TASK REQUIREMENTS:
#1 List every monetary amount given in the Everest and BYD commentary below.
#2 Using the Everest and BYD commentary below, answer each question briefly:
(a) How much cash does Everest hold?
(b) Which nephrology treatment is named as an Everest focus?
(c) What was BYD's operating cash flow as of March 2025?
#3 Transcribe the Everest and BYD commentary below, starting with "Smart money moves" and going on through "margin and discipline.".

SELECTED TEXT:
%%
A closer look at Everest’s YTD technicals reveals something rare in early-stage biotech: disciplined accumulation that feels more like a long game than a short bet.
Smart money moves quietly—Everest trades like it’s maturing
And Everest is doing all this from a position of strength: RMB 1.6 billion in cash and just CNY 65.4 million in capex in FY 2024. The result? A long cash runway, a lean capital structure, and the ability to prioritise R&D without racing to raise.
One underappreciated angle? Its focus on nephrology treatments like NEFECON gives Everest pricing power in a market with lower competitive saturation. That’s a small, but defensible moat. In a sector where headlines chase pipelines, Everest is quietly building margin and discipline.
BYD: A Cash Cow Masquerading as a Rocket Ship
Then there’s $BYD COMPANY(01211)$, the name that gets tossed around every time someone says “Tesla of China” without checking their facts. But I’m not here for the EV race drama. What excites me about BYD is far less sexy: free cash flow—and in spades.
Annual free cash flow for FY 2024 hit $36.09 billion, with a monster $49.34 billion in Q4 alone. Even with a dip in operating cash flow—$6.60 billion as of March 2025, down from $20.93 billion in 2022—BYD still towers over peers in cash generation.
%%
SOURCE INFORMATION:
%%
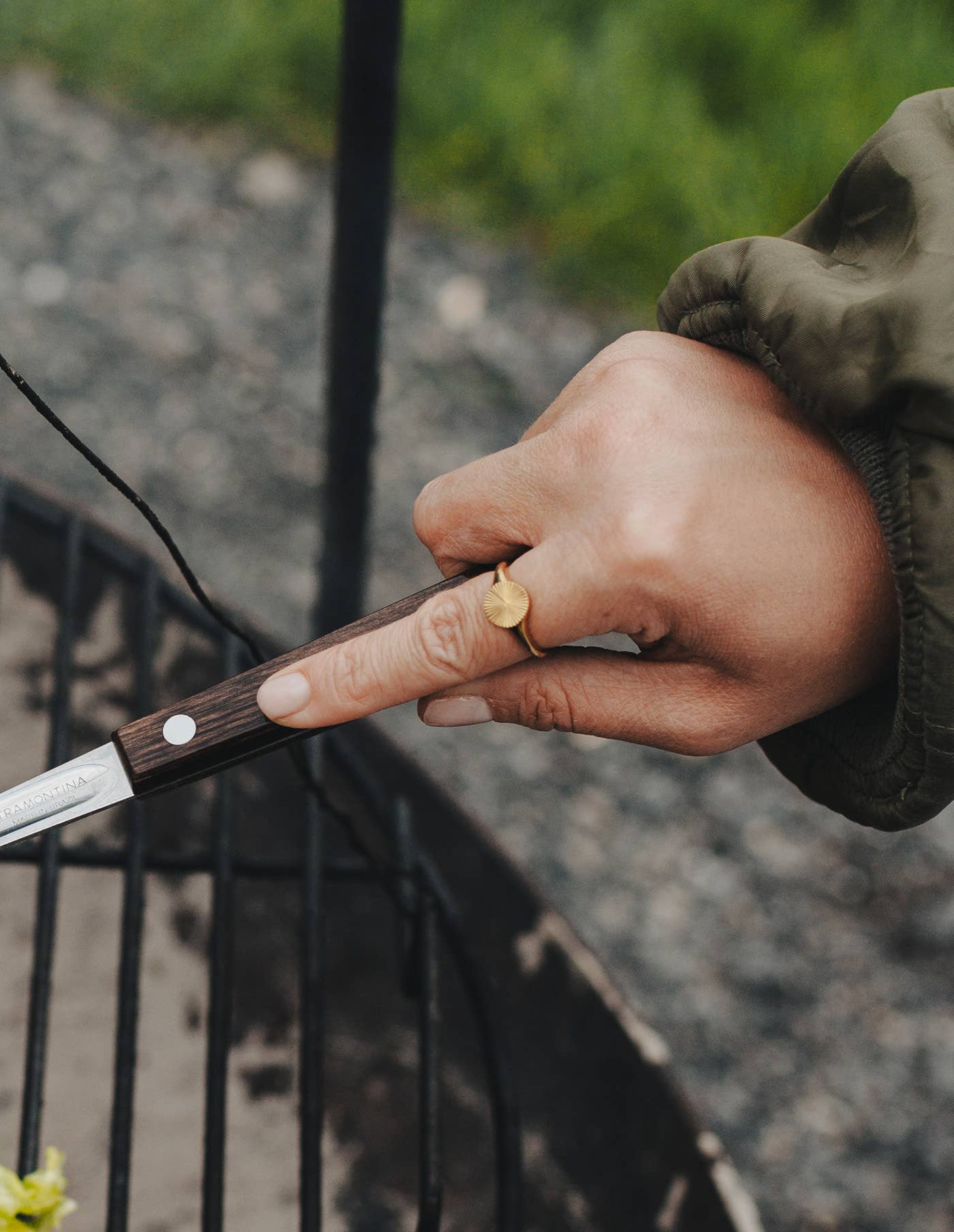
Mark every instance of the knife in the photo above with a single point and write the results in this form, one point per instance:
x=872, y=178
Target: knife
x=200, y=736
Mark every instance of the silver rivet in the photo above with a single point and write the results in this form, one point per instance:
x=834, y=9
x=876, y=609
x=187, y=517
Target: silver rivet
x=179, y=730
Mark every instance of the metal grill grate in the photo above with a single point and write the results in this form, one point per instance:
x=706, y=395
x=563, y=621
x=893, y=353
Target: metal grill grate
x=88, y=553
x=606, y=1119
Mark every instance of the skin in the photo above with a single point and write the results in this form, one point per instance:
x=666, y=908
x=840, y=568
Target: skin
x=671, y=493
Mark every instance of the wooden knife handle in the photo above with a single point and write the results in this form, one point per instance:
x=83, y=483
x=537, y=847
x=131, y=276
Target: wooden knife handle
x=228, y=725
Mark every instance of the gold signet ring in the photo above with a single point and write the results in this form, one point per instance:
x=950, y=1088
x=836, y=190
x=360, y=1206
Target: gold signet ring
x=508, y=605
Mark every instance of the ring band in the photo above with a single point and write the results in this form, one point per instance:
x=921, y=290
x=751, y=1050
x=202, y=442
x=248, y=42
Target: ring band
x=508, y=606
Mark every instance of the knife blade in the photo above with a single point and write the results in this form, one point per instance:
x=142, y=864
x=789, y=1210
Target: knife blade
x=207, y=732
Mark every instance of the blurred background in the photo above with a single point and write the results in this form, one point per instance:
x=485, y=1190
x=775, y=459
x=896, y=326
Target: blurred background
x=613, y=138
x=164, y=245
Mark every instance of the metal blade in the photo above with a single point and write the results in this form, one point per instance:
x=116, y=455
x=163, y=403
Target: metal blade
%%
ANSWERS BY ITEM:
#1
- RMB 1.6 billion
- CNY 65.4 million
- $36.09 billion
- $49.34 billion
- $6.60 billion
- $20.93 billion

#2
(a) RMB 1.6 billion
(b) NEFECON
(c) $6.60 billion

#3
Smart money moves quietly—Everest trades like it’s maturing
And Everest is doing all this from a position of strength: RMB 1.6 billion in cash and just CNY 65.4 million in capex in FY 2024. The result? A long cash runway, a lean capital structure, and the ability to prioritise R&D without racing to raise.
One underappreciated angle? Its focus on nephrology treatments like NEFECON gives Everest pricing power in a market with lower competitive saturation. That’s a small, but defensible moat. In a sector where headlines chase pipelines, Everest is quietly building margin and discipline.